* _Records from a data collection_:
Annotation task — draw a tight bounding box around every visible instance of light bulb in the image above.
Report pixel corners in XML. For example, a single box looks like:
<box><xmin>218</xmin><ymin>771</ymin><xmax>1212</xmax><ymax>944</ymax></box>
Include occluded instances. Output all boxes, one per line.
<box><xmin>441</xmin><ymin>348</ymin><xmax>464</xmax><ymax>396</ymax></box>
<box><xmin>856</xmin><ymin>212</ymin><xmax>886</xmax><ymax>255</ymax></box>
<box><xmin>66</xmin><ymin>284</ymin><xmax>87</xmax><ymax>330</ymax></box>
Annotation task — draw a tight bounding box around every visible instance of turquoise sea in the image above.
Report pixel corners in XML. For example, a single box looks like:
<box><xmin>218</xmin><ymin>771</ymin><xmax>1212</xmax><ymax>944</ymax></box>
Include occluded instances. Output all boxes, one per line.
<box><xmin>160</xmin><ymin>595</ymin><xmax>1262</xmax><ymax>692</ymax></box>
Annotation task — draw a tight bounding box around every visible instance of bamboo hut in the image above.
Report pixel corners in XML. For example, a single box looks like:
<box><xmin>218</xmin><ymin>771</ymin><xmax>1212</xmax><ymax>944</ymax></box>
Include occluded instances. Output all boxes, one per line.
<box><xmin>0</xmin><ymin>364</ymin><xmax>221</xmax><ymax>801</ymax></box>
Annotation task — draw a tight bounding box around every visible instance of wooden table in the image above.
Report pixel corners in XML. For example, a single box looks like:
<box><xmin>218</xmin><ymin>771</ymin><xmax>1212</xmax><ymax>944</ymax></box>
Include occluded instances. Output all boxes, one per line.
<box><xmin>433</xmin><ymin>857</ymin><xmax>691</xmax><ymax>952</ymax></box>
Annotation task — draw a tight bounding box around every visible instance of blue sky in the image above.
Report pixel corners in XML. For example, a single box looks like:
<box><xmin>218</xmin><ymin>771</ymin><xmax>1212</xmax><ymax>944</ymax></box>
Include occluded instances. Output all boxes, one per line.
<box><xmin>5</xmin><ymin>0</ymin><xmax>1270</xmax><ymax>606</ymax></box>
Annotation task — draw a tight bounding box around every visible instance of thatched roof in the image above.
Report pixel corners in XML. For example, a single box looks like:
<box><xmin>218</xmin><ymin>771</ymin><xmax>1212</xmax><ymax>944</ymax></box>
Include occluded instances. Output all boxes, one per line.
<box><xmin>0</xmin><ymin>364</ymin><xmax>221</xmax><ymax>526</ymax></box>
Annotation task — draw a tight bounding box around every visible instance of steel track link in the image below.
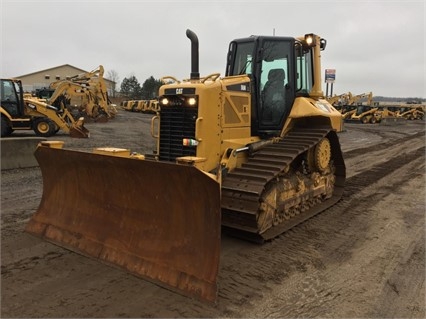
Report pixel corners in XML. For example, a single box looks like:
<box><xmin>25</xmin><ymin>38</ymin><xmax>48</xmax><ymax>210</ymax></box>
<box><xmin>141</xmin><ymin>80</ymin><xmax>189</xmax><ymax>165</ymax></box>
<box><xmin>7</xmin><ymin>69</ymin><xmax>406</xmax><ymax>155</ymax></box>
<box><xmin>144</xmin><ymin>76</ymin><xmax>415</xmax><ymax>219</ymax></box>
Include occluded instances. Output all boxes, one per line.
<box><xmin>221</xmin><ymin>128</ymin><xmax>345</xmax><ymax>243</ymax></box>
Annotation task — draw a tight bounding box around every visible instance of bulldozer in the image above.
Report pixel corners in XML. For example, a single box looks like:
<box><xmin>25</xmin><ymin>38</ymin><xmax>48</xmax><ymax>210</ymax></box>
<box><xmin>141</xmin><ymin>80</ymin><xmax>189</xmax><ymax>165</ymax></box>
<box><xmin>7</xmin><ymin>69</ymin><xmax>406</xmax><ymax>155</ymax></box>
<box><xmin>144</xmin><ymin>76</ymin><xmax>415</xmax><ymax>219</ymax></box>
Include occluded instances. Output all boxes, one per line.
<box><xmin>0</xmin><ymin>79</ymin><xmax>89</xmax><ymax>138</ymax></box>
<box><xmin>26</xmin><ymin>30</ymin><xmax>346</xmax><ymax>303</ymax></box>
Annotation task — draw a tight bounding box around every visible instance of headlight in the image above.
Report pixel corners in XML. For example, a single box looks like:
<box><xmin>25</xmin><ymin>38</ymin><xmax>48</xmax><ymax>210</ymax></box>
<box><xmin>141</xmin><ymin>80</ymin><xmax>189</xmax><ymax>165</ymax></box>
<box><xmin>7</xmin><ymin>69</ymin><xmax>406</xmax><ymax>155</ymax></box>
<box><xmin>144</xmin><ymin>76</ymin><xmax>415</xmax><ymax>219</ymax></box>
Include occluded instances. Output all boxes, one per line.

* _Exercise instructions_: Take the line holding "headlight in the image above." and all lines after it through the end of the data, and set them down exactly.

* _Written response_:
Annotation task — draw a tight bounding box around every visible instance of headlight in the image above.
Report pixel corners in XML. For example, a single box looks like:
<box><xmin>25</xmin><ymin>38</ymin><xmax>48</xmax><ymax>210</ymax></box>
<box><xmin>141</xmin><ymin>80</ymin><xmax>189</xmax><ymax>165</ymax></box>
<box><xmin>7</xmin><ymin>69</ymin><xmax>406</xmax><ymax>155</ymax></box>
<box><xmin>144</xmin><ymin>76</ymin><xmax>415</xmax><ymax>219</ymax></box>
Include occluded instances. Output all boxes, one per line.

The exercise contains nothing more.